[OBJECTIVE] Copy out all of the data exactly as it appears.
━━━━━━━━━━━━━━━━━━━━
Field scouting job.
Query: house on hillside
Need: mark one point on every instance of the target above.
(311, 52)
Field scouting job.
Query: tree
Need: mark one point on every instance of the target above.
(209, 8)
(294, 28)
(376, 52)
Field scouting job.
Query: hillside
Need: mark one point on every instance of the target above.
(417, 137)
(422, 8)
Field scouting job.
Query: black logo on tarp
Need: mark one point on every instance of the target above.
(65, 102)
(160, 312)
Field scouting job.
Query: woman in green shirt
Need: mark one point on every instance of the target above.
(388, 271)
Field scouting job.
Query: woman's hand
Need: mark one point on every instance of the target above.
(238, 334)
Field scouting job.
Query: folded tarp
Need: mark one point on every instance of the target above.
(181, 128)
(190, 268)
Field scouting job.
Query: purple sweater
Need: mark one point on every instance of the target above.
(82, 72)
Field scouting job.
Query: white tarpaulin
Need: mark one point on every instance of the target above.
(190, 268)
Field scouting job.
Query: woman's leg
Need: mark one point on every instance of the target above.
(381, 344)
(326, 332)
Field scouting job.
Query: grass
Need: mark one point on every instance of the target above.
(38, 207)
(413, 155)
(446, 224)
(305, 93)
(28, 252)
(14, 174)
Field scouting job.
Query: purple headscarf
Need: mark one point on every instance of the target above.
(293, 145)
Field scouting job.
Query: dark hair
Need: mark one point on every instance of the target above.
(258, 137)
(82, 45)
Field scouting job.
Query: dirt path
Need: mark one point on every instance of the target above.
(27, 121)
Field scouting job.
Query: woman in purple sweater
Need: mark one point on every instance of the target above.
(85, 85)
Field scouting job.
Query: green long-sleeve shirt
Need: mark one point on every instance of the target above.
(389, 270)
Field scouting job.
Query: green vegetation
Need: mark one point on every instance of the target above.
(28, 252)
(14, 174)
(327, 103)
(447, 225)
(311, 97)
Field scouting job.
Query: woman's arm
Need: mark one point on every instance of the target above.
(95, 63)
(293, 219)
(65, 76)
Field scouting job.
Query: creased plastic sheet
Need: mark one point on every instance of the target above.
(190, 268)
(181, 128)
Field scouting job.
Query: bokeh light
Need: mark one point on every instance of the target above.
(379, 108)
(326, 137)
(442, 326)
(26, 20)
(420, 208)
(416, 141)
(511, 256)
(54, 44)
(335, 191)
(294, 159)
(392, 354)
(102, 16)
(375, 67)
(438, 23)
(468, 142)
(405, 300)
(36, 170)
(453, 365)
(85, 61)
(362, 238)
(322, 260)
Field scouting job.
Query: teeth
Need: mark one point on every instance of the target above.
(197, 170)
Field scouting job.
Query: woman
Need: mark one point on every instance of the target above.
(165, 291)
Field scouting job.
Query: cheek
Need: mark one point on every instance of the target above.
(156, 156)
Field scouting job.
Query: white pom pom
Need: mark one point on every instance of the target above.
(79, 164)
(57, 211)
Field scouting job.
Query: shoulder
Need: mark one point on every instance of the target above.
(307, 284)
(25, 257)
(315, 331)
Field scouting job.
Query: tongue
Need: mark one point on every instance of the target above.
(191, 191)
━━━━━━━━━━━━━━━━━━━━
[EXERCISE OUTPUT]
Field scouting job.
Query: house on hillside
Need: mark one point on every instance of the target above.
(311, 52)
Field scouting job.
Query: tree
Need: mark one point on every instance of the target above.
(209, 8)
(294, 28)
(376, 52)
Field scouting job.
Query: hillside
Need: mark one point on every instance of the target above.
(417, 137)
(422, 8)
Field scouting job.
Query: black logo on tarp
Need: mark one point on every instance of the target above.
(65, 102)
(160, 312)
Field scouting job.
Query: woman in green shirt
Need: mark one point on every instance of the target above.
(388, 271)
Field scouting job.
Query: woman's hand
Need: mark one point on every instance of the target above.
(238, 334)
Field scouting job.
Query: folded tarp
Need: mark one point on every instance of the target above.
(181, 128)
(190, 268)
Field scouting job.
Query: purple sweater
Need: mark one point on every instance of the target above.
(82, 72)
Field scouting job.
Query: white tarpaulin
Need: mark one point on every instance of the target above.
(190, 268)
Field scouting job.
Query: woman's leg
Need: mark one point on every instance of the target above.
(381, 344)
(326, 332)
Field scouting job.
Query: grass
Need: mark one point on every instance of the target above.
(38, 207)
(413, 155)
(446, 224)
(305, 93)
(28, 252)
(14, 174)
Field scouting job.
Query: purple headscarf
Need: mark one point on every instance of the target above.
(293, 145)
Field scouting job.
Query: dark hair
Need: mark one point on every instance of the target above.
(258, 137)
(82, 45)
Field scouting job.
Query: dirt path
Need: mark one point on every instance of the target above.
(27, 121)
Field scouting job.
Query: woman in purple sweater
Need: mark one point on every instance of the target above.
(85, 85)
Field scouting job.
Query: green long-sleeve shirt
Need: mark one point on every instance of the target above.
(389, 270)
Field scouting job.
Query: green vegetation
Need: mark one point on every instance of the target above.
(28, 252)
(14, 174)
(327, 103)
(447, 225)
(311, 97)
Field scouting job.
Query: woman's arm
Need: mark one point on every instance of the target above.
(95, 63)
(293, 219)
(65, 76)
Field scouting job.
Query: creased plastic sheet
Need: mark one point on every instance of the target above.
(190, 268)
(181, 128)
Field scouting job.
Query: bokeh light
Need: mark one point on every instance of the target above.
(379, 108)
(326, 137)
(442, 326)
(26, 20)
(420, 208)
(416, 141)
(511, 256)
(54, 44)
(335, 191)
(294, 159)
(392, 354)
(102, 16)
(375, 67)
(438, 23)
(468, 142)
(405, 300)
(36, 170)
(453, 365)
(85, 61)
(362, 238)
(322, 260)
Field scouting job.
Query: teeth
Need: mark one point on every instance of the target above.
(197, 170)
Field scouting job.
Query: woman
Need: mark one point on every instance of the target above.
(165, 291)
Field scouting job.
Query: cheek
Need: mark one point on every instance of the target above.
(156, 156)
Field scouting job.
Query: white pom pom
Need: mark one point on every instance of the target above.
(79, 164)
(57, 211)
Field scouting job.
Query: shoulder
Need: mark one point on every instance of the target above.
(307, 284)
(25, 257)
(315, 331)
Field scouting job.
Query: tongue
Need: mark one point on every instance of the target above.
(191, 191)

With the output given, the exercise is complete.